*DOCUMENT PASSAGE:*
James Edward Gray II


Ilmari Heikkinen

unread,
Jan 13, 2006, 11:31:22 AM1/13/06
to
On 1/13/06, men...@rydia.net <men...@rydia.net> wrote:
> Are we allowed to rotate boxes?
>
> -mental
>
>

Yes.

Hampton

unread,
Jan 13, 2006, 12:06:38 PM1/13/06
to
Is the primary goal to have the fastest algorithm or the best-answer
generating algorithm?

men...@rydia.net

unread,
Jan 13, 2006, 3:15:18 PM1/13/06
to
Quoting Ruby Quiz <ja...@grayproductions.net>:

Whoops, this example shows an 8x4 box, not a 9x4 one.

-mental


Ilmari Heikkinen

unread,
Jan 13, 2006, 4:12:49 PM1/13/06
to
On 1/13/06, men...@rydia.net <men...@rydia.net> wrote:
> Quoting Ruby Quiz <ja...@grayproductions.net>:
>
> > Example:
> > $ ruby solver.rb
> > 10x20
> > 1x3 4x8 3x7 9x4 10x14
> >
> > **************.***..

*GOAL:* In the thread, what error does one message point out about the example? The records that come next are separate material with no connection to the thread.

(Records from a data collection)
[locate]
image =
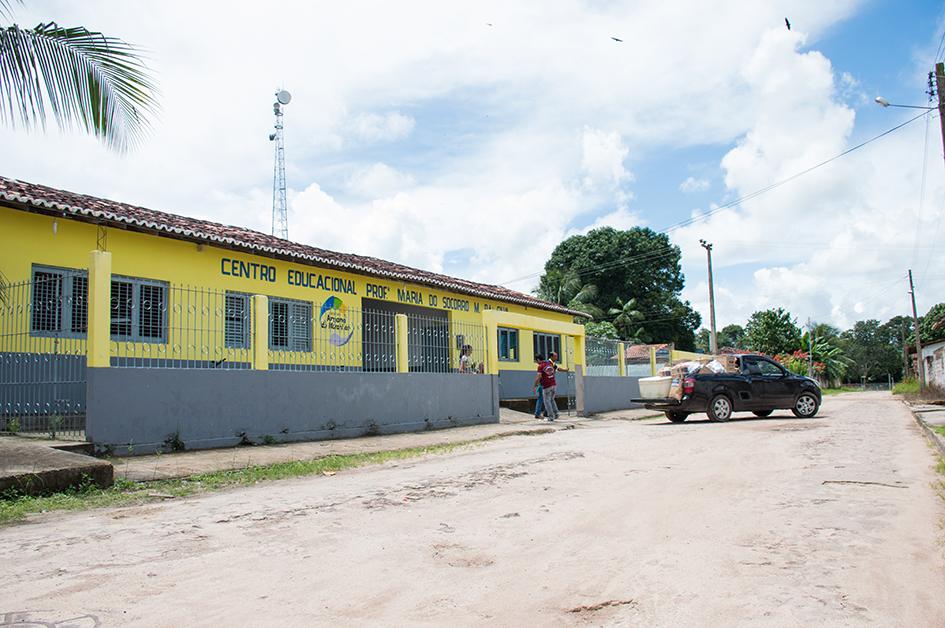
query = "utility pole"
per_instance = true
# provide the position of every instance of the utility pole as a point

*ANSWER BELOW:* It shows an 8x4 box, not a 9x4 one.